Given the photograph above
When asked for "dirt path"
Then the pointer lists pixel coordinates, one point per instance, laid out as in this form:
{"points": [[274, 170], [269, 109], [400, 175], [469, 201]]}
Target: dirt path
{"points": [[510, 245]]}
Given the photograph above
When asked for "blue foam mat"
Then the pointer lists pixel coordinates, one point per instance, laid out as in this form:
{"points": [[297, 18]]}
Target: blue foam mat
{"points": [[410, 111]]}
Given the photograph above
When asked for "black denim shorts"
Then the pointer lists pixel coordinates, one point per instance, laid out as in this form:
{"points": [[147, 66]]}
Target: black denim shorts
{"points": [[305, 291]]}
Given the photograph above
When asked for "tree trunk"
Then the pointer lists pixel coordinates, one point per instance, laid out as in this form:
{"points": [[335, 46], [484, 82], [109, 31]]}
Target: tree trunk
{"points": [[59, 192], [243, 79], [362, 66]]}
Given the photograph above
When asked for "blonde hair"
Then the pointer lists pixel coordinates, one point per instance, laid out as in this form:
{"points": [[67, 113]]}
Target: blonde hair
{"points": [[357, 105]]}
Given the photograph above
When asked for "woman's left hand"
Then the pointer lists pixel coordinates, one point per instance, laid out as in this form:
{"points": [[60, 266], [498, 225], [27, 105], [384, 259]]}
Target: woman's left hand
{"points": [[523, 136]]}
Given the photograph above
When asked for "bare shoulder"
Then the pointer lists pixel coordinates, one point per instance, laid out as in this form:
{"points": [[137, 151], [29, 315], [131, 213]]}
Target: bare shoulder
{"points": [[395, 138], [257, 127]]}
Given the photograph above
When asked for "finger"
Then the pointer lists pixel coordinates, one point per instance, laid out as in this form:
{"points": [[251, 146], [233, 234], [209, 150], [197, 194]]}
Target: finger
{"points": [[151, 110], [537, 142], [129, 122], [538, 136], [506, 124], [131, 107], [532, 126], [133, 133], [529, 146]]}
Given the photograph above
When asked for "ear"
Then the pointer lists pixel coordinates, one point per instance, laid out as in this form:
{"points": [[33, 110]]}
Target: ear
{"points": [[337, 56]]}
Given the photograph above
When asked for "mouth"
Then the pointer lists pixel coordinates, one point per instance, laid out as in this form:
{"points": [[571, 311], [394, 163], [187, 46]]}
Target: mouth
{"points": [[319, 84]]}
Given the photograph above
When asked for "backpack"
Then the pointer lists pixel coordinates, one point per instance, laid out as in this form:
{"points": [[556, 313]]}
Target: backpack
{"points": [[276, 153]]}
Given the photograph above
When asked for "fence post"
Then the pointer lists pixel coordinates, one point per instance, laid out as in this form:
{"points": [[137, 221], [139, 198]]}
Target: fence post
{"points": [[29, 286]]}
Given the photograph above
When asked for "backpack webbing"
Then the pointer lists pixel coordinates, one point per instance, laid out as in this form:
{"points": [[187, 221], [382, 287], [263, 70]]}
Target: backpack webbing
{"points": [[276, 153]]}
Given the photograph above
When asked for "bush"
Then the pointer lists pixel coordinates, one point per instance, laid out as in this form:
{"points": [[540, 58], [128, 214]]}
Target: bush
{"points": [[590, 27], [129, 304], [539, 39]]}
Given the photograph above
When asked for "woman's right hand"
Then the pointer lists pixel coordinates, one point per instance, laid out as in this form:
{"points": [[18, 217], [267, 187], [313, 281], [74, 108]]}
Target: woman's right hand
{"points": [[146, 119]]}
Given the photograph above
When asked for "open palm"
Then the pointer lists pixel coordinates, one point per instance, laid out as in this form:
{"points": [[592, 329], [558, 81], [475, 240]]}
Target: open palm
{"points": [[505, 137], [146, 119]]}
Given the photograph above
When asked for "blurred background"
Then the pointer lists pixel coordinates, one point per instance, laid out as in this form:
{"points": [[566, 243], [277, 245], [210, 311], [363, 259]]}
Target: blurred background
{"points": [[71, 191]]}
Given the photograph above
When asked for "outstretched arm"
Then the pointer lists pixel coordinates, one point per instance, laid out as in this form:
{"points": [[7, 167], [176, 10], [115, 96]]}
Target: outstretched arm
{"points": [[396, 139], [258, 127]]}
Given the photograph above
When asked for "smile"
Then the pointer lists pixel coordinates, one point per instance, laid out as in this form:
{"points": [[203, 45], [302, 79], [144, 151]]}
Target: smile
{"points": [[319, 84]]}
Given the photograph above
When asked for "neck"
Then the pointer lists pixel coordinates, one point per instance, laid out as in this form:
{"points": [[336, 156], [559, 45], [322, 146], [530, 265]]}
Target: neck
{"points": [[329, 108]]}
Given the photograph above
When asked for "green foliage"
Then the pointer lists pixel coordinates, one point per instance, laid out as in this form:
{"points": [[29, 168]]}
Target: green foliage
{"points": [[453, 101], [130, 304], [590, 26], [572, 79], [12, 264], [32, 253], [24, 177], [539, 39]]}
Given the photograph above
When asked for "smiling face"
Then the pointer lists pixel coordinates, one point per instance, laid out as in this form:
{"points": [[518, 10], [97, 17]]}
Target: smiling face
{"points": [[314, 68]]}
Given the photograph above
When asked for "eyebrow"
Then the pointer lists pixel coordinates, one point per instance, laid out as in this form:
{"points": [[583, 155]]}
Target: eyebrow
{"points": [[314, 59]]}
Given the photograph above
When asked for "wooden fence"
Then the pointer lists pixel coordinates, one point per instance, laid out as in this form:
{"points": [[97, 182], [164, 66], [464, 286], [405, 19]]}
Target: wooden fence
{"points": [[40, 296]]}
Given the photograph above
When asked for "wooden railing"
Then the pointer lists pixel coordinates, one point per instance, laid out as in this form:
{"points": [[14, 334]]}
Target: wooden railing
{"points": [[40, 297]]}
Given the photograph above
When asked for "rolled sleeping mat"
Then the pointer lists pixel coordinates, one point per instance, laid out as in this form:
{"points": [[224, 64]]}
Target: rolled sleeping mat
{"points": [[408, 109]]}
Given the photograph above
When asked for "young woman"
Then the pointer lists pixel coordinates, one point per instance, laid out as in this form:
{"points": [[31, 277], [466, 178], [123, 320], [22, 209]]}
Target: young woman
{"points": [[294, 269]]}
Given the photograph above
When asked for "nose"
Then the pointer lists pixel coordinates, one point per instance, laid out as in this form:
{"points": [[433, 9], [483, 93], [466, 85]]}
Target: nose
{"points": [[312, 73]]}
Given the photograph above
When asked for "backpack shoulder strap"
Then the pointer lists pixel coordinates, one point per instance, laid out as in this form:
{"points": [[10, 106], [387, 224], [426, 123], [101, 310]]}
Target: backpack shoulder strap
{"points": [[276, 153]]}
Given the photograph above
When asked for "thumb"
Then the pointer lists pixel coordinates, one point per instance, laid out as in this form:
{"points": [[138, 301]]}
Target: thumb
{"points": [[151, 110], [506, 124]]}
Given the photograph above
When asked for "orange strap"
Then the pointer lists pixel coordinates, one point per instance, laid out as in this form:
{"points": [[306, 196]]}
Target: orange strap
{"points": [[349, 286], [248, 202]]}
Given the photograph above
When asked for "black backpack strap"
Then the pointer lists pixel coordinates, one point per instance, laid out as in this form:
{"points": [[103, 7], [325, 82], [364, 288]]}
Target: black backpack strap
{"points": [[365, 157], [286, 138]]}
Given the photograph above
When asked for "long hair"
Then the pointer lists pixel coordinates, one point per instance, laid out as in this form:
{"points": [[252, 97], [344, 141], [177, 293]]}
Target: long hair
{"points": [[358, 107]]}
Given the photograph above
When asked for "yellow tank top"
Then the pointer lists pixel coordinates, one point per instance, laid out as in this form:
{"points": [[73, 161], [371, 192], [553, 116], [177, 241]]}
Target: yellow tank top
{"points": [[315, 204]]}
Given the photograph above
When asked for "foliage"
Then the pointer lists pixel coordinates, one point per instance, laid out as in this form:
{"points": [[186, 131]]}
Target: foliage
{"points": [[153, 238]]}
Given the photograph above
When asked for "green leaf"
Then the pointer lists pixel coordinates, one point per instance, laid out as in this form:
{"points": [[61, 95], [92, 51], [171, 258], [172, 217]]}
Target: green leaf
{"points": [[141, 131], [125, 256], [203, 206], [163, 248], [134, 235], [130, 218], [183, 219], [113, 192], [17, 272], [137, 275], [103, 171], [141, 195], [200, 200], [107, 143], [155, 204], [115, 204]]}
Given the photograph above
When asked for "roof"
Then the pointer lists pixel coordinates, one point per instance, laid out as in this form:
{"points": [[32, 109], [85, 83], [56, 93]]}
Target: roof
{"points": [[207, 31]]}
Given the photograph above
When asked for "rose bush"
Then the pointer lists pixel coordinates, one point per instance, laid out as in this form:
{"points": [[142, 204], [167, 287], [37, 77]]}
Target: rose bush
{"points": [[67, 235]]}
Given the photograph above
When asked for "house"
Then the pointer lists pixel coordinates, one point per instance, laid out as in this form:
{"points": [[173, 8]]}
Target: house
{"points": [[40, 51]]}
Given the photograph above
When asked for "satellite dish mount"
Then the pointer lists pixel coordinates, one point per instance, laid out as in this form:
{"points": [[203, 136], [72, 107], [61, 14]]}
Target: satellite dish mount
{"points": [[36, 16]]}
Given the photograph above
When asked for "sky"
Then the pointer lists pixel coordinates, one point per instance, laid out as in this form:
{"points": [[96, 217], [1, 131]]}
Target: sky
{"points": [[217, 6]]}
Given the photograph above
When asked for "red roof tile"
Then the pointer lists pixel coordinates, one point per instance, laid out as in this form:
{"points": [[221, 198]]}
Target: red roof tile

▶ GIVEN TASK
Identify each line of the items above that contains the word "mount" and reproduce every such line in full.

▶ SOLUTION
When asked for "satellite dish mount"
Target: satellite dish mount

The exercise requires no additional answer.